● Excerpted passage
-- START --

This is exactly how I feel about the situation.  In my defense, the calendar has some really nice shots of mine, but I dont really have that much confidence in shooting people.  Granted what I think looks crappy and badly composed, she may love just because of her, for lack of a better term, ignorance.


----------



## FattyMcJ (Jan 14, 2011)

Boz Mon said:


> what I think looks crappy and badly composed, she may love just because of her, for lack of a better term, ignorance.



I've found this to be amazingly true.  

Often, what I think are terrible photographs of someone for whatever reason, (but use them anyway due to sheer need for a number of choices written in a contract) are generally the photographs the clients purchase.  It never ceases to amaze me what some people like.


----------



## skieur (Jan 14, 2011)

Event photography takes particular skillsl and experience.  You need to be in the right camera location, be able to visually predict a possibly interesting shot before an action takes place, compose, frame and shoot quickly and if necessary keep shooting.

-- END --

Location annotation dataset excerpts:
-- START --

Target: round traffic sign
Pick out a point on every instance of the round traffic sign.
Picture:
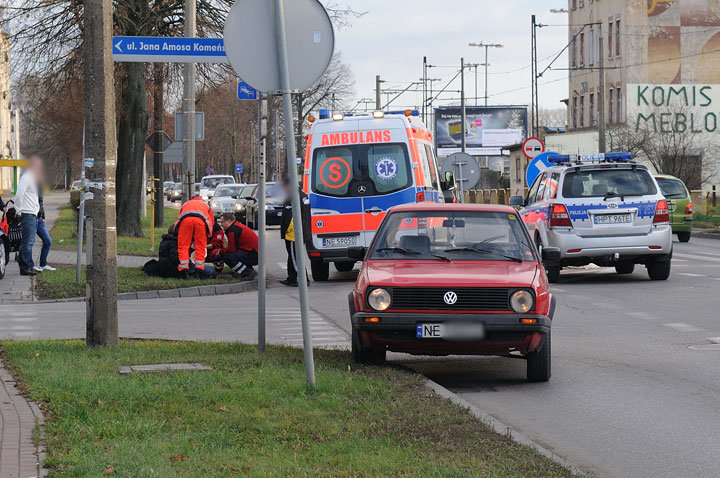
(536, 166)
(533, 147)
(251, 43)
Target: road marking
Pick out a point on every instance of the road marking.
(683, 327)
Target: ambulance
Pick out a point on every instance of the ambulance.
(358, 167)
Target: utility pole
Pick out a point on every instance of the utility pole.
(378, 92)
(188, 169)
(601, 94)
(158, 170)
(463, 126)
(99, 93)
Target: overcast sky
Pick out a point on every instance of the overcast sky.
(394, 35)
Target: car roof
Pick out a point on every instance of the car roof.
(424, 207)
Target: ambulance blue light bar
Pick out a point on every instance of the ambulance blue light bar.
(558, 158)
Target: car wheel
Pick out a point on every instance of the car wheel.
(345, 266)
(659, 269)
(3, 259)
(320, 270)
(539, 361)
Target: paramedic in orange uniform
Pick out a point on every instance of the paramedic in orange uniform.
(194, 225)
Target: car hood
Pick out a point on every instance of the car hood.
(425, 273)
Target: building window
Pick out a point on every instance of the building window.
(574, 112)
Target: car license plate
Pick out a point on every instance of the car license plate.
(450, 331)
(340, 241)
(612, 218)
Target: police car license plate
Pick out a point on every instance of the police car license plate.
(339, 241)
(450, 331)
(612, 218)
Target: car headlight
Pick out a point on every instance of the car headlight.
(379, 299)
(522, 301)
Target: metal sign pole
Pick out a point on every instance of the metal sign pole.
(261, 229)
(300, 256)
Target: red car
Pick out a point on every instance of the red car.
(441, 279)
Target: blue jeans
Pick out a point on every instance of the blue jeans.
(28, 227)
(44, 236)
(241, 262)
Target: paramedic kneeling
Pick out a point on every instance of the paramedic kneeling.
(241, 253)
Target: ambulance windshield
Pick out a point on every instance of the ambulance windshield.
(361, 170)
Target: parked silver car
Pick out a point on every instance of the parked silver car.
(608, 211)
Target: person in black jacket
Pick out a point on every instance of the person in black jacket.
(287, 231)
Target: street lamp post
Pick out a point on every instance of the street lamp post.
(487, 46)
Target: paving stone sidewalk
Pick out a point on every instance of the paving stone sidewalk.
(19, 457)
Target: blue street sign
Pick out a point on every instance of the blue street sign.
(537, 166)
(246, 92)
(169, 49)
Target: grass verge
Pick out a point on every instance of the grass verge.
(64, 234)
(61, 284)
(251, 416)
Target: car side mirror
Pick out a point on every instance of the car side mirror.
(356, 252)
(551, 254)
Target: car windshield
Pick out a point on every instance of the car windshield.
(608, 183)
(212, 183)
(226, 191)
(453, 235)
(672, 188)
(361, 170)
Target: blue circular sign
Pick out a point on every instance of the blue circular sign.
(536, 166)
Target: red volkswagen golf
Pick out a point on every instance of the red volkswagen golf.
(442, 279)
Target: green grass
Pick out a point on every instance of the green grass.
(61, 284)
(251, 416)
(64, 234)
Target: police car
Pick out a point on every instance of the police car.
(600, 209)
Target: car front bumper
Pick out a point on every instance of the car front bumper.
(657, 242)
(504, 333)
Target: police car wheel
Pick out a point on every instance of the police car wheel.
(320, 270)
(539, 362)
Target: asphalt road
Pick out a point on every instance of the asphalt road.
(636, 380)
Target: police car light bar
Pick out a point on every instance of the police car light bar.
(558, 158)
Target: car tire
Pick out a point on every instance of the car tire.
(320, 270)
(659, 269)
(344, 266)
(539, 362)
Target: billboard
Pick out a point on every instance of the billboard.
(488, 129)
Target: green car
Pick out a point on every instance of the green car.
(678, 199)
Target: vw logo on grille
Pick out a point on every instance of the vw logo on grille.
(450, 297)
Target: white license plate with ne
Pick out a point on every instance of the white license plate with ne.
(450, 331)
(340, 241)
(612, 219)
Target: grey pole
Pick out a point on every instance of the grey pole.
(295, 196)
(188, 166)
(261, 229)
(81, 213)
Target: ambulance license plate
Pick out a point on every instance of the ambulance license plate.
(612, 218)
(340, 241)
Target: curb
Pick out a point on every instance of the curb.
(501, 427)
(196, 291)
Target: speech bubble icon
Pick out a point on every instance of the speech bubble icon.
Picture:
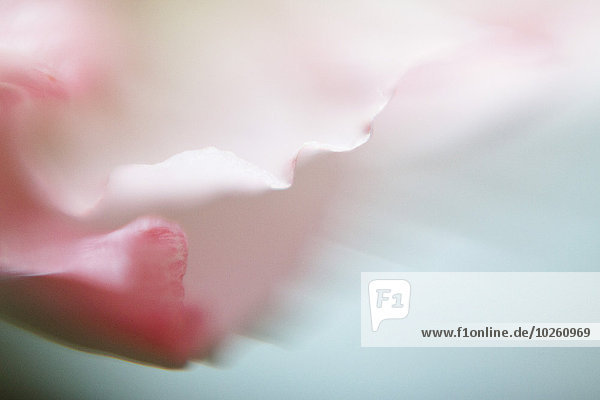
(388, 299)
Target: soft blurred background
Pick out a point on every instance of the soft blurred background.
(523, 199)
(487, 160)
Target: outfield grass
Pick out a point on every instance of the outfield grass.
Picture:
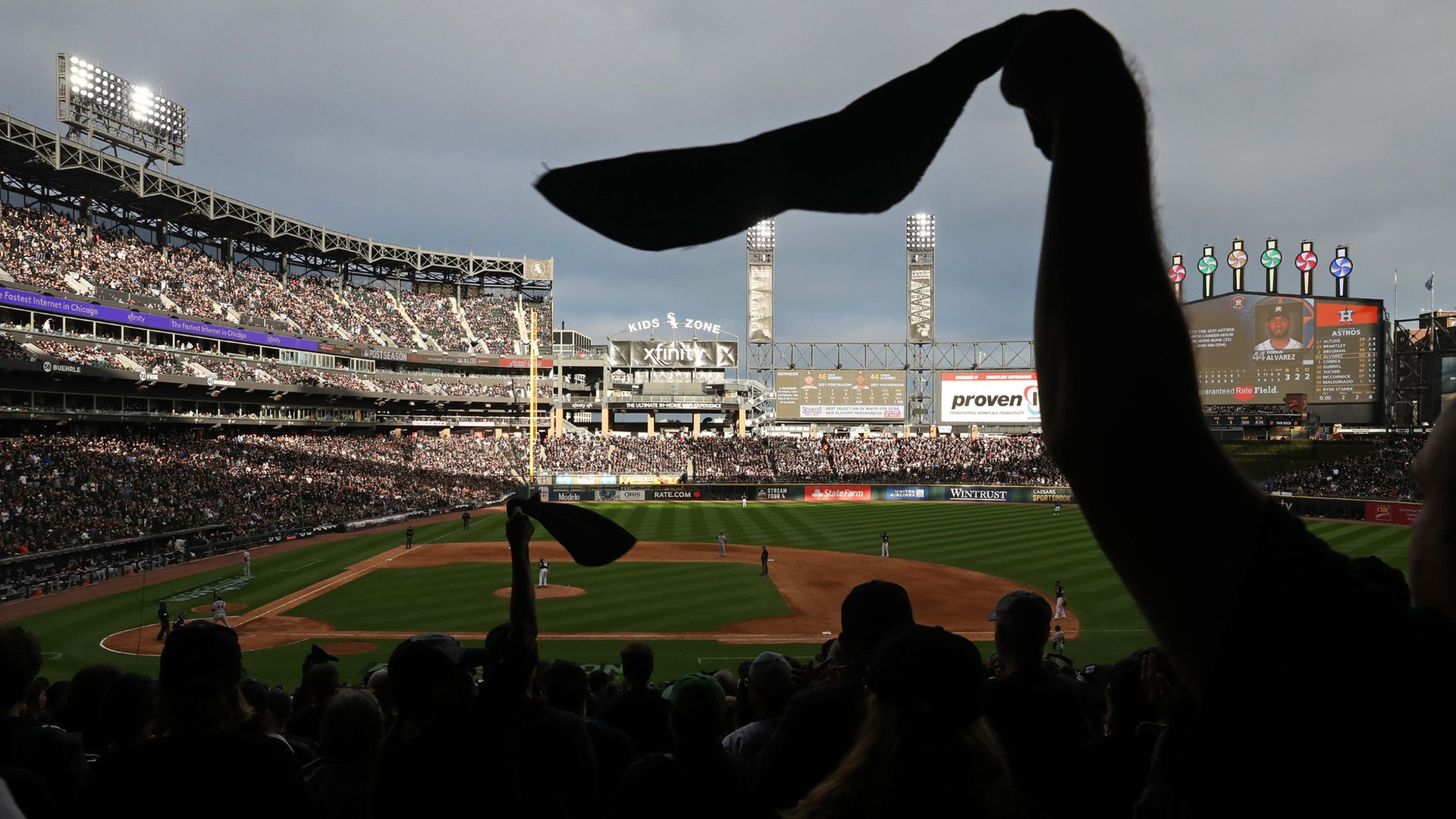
(661, 596)
(1024, 544)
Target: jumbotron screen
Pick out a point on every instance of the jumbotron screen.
(840, 395)
(1251, 347)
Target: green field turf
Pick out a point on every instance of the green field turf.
(660, 596)
(1024, 544)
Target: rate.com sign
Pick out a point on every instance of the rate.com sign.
(989, 398)
(836, 493)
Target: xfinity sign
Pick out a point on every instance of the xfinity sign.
(989, 398)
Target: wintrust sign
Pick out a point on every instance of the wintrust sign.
(979, 494)
(836, 493)
(989, 398)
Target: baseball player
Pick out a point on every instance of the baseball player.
(220, 611)
(165, 620)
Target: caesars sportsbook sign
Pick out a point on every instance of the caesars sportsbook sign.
(989, 398)
(673, 354)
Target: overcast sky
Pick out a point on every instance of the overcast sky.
(427, 123)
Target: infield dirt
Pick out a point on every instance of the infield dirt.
(811, 582)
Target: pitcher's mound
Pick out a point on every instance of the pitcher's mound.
(548, 594)
(209, 608)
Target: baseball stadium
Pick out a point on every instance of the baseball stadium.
(335, 466)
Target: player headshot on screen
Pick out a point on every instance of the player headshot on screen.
(1279, 324)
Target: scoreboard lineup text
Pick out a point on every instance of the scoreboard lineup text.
(1261, 347)
(868, 395)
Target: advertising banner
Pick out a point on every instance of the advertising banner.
(908, 493)
(28, 300)
(673, 354)
(570, 496)
(686, 493)
(1052, 494)
(982, 494)
(1389, 512)
(777, 493)
(837, 493)
(989, 398)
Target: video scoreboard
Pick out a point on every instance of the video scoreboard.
(840, 395)
(1253, 347)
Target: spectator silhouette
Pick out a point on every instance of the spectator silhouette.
(200, 711)
(820, 725)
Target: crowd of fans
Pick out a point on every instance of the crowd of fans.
(889, 719)
(38, 248)
(63, 491)
(1381, 471)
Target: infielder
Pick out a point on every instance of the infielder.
(220, 611)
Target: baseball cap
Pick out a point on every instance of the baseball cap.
(200, 651)
(696, 694)
(874, 610)
(564, 684)
(422, 661)
(929, 673)
(770, 673)
(1022, 610)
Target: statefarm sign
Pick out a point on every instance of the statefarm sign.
(836, 493)
(989, 398)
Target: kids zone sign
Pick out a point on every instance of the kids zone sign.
(989, 398)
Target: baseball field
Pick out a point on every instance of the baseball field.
(360, 595)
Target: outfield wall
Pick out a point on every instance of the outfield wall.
(970, 493)
(1340, 509)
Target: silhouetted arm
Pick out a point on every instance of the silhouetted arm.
(1169, 510)
(519, 531)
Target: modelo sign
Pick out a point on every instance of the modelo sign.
(989, 398)
(836, 493)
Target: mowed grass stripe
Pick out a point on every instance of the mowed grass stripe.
(623, 596)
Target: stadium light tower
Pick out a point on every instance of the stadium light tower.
(761, 281)
(921, 278)
(104, 107)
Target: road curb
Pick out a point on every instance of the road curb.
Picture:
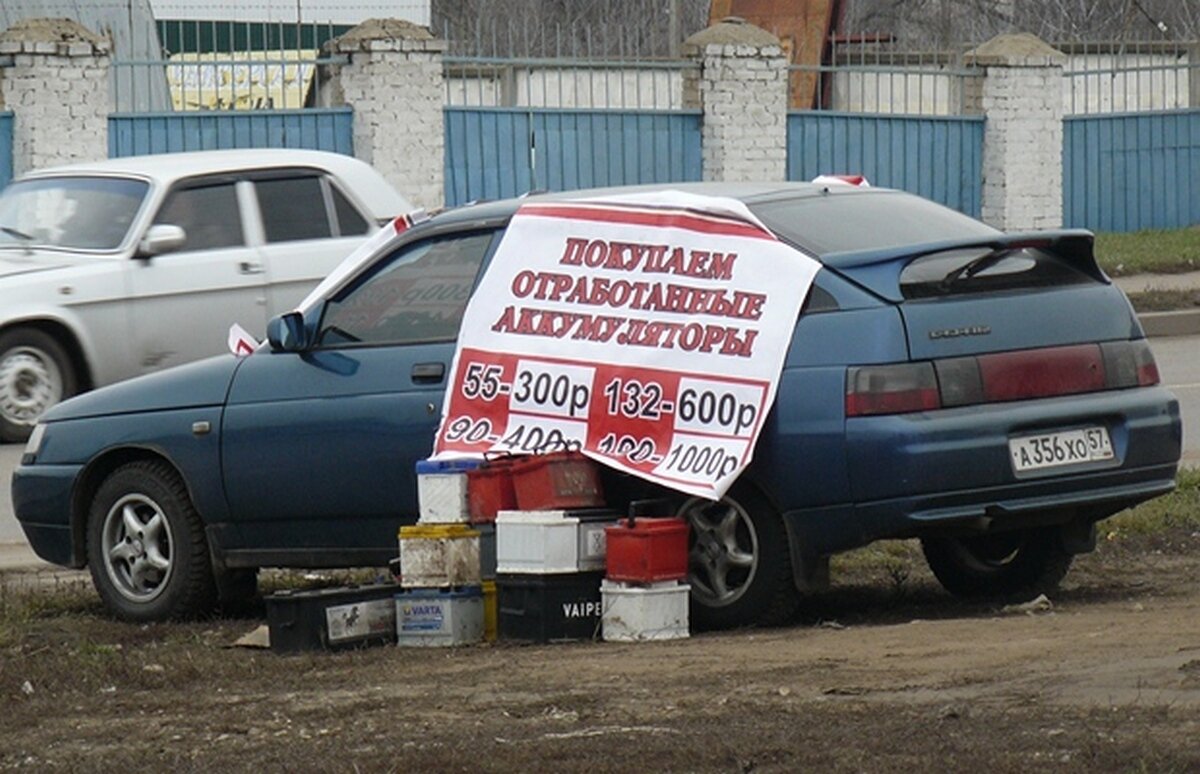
(1177, 323)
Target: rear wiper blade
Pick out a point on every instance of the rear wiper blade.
(17, 234)
(976, 265)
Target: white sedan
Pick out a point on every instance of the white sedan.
(129, 265)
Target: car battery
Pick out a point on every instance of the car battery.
(436, 556)
(647, 550)
(640, 612)
(549, 607)
(490, 490)
(439, 618)
(331, 618)
(442, 490)
(552, 541)
(555, 481)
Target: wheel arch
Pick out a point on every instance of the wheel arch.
(94, 475)
(67, 337)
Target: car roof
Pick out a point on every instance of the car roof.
(369, 185)
(745, 192)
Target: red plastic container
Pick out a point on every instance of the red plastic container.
(490, 491)
(647, 551)
(557, 481)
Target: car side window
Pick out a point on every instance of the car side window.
(293, 209)
(349, 221)
(418, 294)
(208, 214)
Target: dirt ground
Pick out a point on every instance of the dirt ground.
(882, 673)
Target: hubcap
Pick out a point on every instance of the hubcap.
(723, 558)
(30, 383)
(136, 541)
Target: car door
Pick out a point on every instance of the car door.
(309, 227)
(183, 303)
(319, 447)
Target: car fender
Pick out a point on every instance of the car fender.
(60, 322)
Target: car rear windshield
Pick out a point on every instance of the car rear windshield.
(855, 221)
(985, 270)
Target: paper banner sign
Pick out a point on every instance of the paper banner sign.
(646, 330)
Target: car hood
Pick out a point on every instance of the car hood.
(17, 262)
(201, 383)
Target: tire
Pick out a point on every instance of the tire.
(35, 373)
(1018, 564)
(738, 561)
(147, 551)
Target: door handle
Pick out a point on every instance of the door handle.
(429, 372)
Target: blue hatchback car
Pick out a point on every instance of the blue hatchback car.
(990, 394)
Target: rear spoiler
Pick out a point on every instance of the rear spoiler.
(879, 270)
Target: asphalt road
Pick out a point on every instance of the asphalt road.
(1177, 364)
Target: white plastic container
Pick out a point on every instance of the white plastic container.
(640, 613)
(436, 556)
(437, 618)
(442, 491)
(551, 541)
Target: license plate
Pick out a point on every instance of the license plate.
(1061, 449)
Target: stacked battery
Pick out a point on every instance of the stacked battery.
(550, 543)
(442, 601)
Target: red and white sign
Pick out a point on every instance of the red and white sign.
(646, 330)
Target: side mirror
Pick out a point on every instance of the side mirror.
(286, 333)
(161, 239)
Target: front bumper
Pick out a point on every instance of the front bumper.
(41, 499)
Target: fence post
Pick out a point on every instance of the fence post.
(1020, 96)
(55, 82)
(741, 85)
(394, 82)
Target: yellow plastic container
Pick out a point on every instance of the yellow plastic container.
(491, 612)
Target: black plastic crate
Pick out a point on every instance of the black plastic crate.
(333, 618)
(549, 607)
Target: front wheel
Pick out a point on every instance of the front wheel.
(738, 562)
(145, 546)
(35, 373)
(1017, 564)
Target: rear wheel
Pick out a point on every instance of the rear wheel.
(35, 373)
(1018, 564)
(739, 567)
(147, 551)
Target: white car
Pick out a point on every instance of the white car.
(129, 265)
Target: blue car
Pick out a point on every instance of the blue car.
(990, 394)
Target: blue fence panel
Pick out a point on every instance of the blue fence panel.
(313, 129)
(939, 157)
(498, 153)
(1132, 171)
(5, 148)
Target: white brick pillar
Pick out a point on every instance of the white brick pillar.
(741, 84)
(1020, 96)
(394, 83)
(54, 78)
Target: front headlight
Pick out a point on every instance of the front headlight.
(34, 444)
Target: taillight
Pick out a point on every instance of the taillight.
(1129, 364)
(997, 377)
(895, 389)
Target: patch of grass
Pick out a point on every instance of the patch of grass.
(1149, 252)
(1164, 300)
(1180, 509)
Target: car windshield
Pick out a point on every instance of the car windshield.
(73, 213)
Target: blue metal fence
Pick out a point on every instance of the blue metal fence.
(313, 129)
(1132, 171)
(939, 157)
(5, 148)
(497, 153)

-- END --

● Work to complete
A – In the photography forum thread, why does FattyMcJ still use photographs he considers terrible? Answer in one to three sentences.
B – Carry on the photography forum thread from the end of the last post.
These records were taken from a different source than the text.

● Exercise responses
A – He uses them because a contract specifies a number of choices the client must receive, so he needs enough photographs to meet that count. Those are often the ones clients end up buying.

B –
Posed pictures look more like snapshots and whether posed or unposed, the rules of composition related to portraits still apply such as not amputating body parts at the joints when shooting, avoiding brain amputation, flattering the subject etc.

skieur


----------



## flightless_beaker (Jan 14, 2011)

Personally, i'd say charge for your time depending on how long it is. Doubt she's looking for prints or anything. I'd charge like 75 bucks if its for like 3 hours. That's just me though. I think she knows she's not getting a pro photographer and I doubt she is expecting pro results. I wouldn't put too much pressure on yourself. She probably wants good shots that are better than her point and shoot.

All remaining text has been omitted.